Problem details:
Every entry below needs to be repeated exactly.
○ ○ ○ ○ ○
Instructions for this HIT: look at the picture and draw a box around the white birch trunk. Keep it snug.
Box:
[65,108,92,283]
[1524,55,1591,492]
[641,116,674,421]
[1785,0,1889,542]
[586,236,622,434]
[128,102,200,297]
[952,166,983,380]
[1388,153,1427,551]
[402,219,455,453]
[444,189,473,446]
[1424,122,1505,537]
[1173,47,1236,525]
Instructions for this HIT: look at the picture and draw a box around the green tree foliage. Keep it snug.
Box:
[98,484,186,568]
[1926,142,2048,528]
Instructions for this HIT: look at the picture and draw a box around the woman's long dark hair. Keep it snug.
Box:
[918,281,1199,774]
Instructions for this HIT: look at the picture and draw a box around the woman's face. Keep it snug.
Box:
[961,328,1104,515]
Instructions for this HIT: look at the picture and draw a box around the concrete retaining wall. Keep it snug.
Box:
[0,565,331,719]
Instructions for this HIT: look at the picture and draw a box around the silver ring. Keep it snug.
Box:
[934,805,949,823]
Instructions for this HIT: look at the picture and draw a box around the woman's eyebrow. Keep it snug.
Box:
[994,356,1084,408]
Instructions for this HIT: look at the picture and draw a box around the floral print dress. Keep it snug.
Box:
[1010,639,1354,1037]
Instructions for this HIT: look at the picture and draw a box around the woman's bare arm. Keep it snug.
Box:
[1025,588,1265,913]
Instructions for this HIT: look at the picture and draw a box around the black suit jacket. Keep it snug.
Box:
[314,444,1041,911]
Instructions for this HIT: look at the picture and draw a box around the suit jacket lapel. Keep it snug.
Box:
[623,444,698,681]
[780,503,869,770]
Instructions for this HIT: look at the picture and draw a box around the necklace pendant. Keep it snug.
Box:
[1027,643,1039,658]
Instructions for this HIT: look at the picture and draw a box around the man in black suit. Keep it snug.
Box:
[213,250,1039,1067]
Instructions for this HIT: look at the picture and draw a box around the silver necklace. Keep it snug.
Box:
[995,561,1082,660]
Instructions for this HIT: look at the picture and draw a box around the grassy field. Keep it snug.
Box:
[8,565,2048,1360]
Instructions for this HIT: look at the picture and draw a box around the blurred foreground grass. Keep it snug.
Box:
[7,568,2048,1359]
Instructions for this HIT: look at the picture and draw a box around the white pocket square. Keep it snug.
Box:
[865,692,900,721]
○ ○ ○ ○ ○
Task answer:
Instructions for this HIT: look at the picture and draw a box around the white birch trunk. Keep it snug.
Box:
[65,108,92,283]
[1524,55,1591,492]
[641,116,674,421]
[1785,0,1889,542]
[586,236,622,434]
[128,102,200,297]
[952,166,983,380]
[1388,153,1427,551]
[402,219,455,453]
[444,189,473,446]
[1424,122,1505,537]
[1173,47,1236,525]
Instructions for this HIT: look at the picture and draw a box around the green tree foliage. Keep it snug.
Box:
[98,484,186,568]
[1926,142,2048,528]
Instructions for this HIT: look at the picture and draw a box around the woman's long dark hair. Keep it snug.
Box:
[918,281,1199,774]
Instructions for this HIT: look at the picture and draw a box around the woman's face. Keep it snug.
Box:
[961,328,1104,515]
Instructions for this HIT: look at the picture and draw a box around the concrete retaining wall. Keep it snug.
Box:
[0,565,331,719]
Instructions for this HIT: look at the picture and draw a box around the silver ring. Keep it snug.
Box:
[934,805,949,823]
Instructions for this HIT: look at the picture and draw a box around the woman's eyebrow. Keep it snug.
Box:
[994,356,1084,408]
Instructions for this HIT: look at the picture and draw a box around the floral print dress. Keep it snug.
Box:
[1010,639,1354,1037]
Instructions for this HIT: look at the picture and draw a box around the woman's bare arm. Keep it snug.
Box:
[1025,588,1265,913]
Instructions for this HIT: look at the picture and draw a box around the black suit jacket. Keep it snug.
Box:
[314,444,1041,911]
Instructions for this HIT: look at the picture and draw a box around the suit jacket lapel. Keep it snug.
Box:
[623,444,698,681]
[780,503,869,770]
Instructions for this HIT: look at the picture and draw a box around the necklace pendant. Keep it snug.
Box:
[1027,643,1039,658]
Instructions for this HIT: look at the picture and draw a box around the man in black suit. Keep it snug.
Box:
[213,250,1039,1067]
Instructions for this HIT: look at the picture and draw a box around the silver necklace. Keep it snug.
Box:
[995,561,1082,660]
Instructions for this HIT: look at the picture and draw a box around the grassy field. Keep it snug.
Box:
[8,565,2048,1360]
Instructions for this HIT: look at the picture and draw a box around the blurred foreground grass. Keep it snug.
Box:
[7,568,2048,1359]
Instructions for this HIT: look at the picture and draw a box around the white pocket square. Keep it snug.
Box:
[865,692,900,721]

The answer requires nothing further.